● Requirement:
Locate every line in the material below that contains the string "building", and copy each one. Matching is case-sensitive.

[Point labeling material]
--- Begin ---

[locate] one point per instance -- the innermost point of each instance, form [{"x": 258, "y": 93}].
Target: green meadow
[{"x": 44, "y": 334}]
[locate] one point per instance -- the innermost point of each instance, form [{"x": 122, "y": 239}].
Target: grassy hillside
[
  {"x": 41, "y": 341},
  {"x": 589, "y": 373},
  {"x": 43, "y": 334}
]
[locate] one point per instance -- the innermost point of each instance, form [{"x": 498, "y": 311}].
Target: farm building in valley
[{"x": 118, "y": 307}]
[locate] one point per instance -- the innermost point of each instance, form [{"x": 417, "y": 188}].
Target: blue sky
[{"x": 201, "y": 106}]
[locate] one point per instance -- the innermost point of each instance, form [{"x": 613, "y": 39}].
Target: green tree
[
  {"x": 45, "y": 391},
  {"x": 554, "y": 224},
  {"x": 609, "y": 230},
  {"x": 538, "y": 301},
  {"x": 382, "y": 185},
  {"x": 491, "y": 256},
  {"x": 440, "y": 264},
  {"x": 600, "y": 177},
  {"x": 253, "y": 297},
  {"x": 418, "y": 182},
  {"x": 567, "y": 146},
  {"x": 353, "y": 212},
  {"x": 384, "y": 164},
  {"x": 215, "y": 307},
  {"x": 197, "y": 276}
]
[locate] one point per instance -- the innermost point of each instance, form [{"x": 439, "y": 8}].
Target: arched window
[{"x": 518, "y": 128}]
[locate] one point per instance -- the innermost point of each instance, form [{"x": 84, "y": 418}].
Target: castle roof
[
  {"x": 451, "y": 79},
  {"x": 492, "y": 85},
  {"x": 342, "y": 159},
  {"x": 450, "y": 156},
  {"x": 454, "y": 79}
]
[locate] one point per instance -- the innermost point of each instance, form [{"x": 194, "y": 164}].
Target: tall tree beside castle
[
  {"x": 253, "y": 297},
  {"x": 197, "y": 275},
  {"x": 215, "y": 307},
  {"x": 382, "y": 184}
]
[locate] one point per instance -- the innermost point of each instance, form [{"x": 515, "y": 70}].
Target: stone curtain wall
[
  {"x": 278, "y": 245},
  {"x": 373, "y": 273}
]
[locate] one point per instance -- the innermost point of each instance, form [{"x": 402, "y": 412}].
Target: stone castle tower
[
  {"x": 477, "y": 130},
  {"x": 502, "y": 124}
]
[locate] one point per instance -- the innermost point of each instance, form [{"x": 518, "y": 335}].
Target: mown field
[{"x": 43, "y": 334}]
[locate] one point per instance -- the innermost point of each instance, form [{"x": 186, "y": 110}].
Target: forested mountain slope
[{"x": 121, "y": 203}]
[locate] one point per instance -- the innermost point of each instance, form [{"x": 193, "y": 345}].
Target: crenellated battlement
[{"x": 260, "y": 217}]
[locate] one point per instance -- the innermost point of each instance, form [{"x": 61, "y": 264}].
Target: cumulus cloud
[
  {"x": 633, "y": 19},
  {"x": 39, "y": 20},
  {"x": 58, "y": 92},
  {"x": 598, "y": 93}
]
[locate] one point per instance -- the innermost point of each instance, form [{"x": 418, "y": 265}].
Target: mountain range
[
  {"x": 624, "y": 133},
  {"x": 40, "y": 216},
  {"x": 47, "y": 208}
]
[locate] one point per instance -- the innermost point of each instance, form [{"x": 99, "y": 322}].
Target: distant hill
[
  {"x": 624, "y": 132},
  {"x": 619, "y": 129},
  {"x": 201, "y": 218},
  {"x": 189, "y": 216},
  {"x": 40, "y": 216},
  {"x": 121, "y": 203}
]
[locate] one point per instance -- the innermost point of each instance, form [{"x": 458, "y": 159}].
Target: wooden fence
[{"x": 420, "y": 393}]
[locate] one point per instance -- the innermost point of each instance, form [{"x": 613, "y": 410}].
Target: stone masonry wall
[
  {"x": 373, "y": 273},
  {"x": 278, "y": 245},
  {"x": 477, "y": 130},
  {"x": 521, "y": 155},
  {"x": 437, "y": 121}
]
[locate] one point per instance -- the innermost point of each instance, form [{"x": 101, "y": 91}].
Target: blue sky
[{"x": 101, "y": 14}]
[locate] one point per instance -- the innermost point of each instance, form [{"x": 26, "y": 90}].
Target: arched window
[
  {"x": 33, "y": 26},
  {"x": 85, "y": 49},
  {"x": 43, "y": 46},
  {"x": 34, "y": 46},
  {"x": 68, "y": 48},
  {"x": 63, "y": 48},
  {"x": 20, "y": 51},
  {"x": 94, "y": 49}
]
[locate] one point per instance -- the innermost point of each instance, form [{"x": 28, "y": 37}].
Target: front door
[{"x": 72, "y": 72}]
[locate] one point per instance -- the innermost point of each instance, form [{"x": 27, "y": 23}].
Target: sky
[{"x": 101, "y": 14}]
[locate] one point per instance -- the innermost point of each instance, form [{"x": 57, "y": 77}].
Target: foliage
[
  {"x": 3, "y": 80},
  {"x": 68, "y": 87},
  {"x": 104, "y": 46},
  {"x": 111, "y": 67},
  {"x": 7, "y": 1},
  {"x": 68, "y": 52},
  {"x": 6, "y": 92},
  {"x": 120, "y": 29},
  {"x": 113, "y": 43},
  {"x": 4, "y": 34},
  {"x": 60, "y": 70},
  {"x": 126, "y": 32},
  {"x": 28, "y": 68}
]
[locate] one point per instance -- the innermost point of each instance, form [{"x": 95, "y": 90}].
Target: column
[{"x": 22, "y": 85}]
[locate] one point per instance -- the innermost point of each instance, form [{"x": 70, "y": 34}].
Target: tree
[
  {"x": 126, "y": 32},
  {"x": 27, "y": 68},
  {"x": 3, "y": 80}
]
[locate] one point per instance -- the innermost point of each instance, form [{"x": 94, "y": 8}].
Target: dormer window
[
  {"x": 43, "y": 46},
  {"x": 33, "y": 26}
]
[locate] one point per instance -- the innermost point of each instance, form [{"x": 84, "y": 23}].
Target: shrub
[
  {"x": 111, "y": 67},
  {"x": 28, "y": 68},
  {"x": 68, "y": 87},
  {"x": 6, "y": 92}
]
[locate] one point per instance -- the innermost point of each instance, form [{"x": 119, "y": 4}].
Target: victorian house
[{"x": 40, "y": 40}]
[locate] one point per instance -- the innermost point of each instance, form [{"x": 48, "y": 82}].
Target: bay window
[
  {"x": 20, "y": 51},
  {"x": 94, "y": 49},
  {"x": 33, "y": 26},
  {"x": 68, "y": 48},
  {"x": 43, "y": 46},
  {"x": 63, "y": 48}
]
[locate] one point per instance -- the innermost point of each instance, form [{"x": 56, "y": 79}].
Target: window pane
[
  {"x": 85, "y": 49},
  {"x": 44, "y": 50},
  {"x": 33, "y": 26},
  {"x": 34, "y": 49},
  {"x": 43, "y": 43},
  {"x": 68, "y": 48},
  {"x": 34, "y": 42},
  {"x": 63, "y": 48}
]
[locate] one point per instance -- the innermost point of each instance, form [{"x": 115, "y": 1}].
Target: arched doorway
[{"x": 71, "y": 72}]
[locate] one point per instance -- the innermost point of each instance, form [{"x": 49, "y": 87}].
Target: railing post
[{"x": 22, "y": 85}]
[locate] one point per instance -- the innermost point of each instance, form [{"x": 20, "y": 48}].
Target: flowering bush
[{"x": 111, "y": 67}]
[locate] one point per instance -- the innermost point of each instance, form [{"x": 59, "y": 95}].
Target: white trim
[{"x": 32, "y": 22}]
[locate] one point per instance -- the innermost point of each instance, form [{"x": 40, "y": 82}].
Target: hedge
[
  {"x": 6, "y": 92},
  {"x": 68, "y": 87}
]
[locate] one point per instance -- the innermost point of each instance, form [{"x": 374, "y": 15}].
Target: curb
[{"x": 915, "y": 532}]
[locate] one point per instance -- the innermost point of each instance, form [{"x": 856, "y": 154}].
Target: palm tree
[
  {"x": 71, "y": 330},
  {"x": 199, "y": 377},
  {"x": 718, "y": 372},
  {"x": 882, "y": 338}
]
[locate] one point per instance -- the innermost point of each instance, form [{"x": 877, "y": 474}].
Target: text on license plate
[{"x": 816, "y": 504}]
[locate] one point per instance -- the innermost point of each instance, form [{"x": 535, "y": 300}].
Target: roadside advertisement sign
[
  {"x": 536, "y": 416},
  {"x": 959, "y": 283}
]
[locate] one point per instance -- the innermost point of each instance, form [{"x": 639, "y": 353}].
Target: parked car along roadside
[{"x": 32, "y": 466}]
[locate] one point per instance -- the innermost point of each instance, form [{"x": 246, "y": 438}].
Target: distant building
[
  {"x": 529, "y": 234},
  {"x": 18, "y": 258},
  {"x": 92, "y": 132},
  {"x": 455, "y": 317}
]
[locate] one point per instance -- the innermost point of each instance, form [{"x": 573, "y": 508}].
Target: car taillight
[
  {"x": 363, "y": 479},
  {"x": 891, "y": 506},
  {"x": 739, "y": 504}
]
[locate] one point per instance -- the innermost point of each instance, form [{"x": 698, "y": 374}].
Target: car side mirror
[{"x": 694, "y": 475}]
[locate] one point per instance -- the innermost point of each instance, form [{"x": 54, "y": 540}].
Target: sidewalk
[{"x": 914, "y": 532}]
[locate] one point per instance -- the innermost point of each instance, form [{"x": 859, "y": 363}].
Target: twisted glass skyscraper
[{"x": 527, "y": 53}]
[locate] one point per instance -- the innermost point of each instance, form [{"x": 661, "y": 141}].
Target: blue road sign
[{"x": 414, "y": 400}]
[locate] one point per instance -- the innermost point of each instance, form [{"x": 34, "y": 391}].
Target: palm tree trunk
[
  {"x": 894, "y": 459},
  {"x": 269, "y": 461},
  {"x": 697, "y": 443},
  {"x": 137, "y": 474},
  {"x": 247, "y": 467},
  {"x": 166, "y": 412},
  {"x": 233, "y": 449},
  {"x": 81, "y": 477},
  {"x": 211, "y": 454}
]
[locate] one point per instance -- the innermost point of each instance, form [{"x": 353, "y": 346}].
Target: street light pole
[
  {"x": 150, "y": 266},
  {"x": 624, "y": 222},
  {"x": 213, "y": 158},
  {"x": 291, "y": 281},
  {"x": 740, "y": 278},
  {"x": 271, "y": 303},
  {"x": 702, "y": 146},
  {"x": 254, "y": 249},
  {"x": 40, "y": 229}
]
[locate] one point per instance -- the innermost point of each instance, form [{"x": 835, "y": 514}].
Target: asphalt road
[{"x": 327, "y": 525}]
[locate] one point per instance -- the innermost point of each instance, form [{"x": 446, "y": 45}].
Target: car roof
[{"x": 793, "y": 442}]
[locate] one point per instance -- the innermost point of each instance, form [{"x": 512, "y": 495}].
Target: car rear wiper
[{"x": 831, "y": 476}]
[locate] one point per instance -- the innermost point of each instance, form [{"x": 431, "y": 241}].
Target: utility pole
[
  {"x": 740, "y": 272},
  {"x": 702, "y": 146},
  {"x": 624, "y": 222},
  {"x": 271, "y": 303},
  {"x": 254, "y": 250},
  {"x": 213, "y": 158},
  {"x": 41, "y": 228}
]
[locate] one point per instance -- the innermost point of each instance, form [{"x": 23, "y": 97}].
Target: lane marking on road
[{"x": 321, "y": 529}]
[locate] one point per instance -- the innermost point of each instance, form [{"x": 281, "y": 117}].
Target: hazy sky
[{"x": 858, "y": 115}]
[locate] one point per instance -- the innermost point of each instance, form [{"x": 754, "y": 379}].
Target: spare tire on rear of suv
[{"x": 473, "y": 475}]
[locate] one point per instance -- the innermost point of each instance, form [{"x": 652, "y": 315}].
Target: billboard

--- End ---

● Exercise answer:
Target: farm building in valley
Target: distant building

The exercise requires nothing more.